The request :: Copy every line of the records below word for word.

(Part of a data file)
-=-=-=-=-

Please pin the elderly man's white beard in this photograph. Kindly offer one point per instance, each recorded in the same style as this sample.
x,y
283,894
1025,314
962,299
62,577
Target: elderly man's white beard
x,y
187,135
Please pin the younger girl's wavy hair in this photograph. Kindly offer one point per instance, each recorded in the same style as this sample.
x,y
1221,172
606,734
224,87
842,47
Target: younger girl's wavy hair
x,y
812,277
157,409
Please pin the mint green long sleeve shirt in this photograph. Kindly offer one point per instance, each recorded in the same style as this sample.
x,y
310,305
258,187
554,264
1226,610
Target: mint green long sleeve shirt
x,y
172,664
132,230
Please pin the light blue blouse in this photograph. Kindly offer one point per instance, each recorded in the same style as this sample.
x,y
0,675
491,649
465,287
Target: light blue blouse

-=-=-=-=-

Complete output ::
Please pin the elderly man's white beard in this photograph. Kindly offer one point per instance, each recorded in the same style as this sample.
x,y
283,894
1025,314
962,299
62,577
Target: elderly man's white beard
x,y
187,135
Please pin the younger girl's wavy hair in this photograph. Kindly offer one point per instance, each recorded in the same style as this sample.
x,y
1221,172
606,734
224,87
842,47
Target: younger girl's wavy hair
x,y
812,277
157,409
Please pin the mint green long sleeve shirt in this photograph. Kindly offer one point per instance, each recorded in the same style as this sample.
x,y
310,305
258,187
554,264
1226,610
Target: mint green long sleeve shirt
x,y
172,664
132,230
Please pin the light blue blouse in this photograph. Kindly offer one point per instance, each recorded in the same style as this sample.
x,y
0,675
491,649
465,287
Target: light blue blouse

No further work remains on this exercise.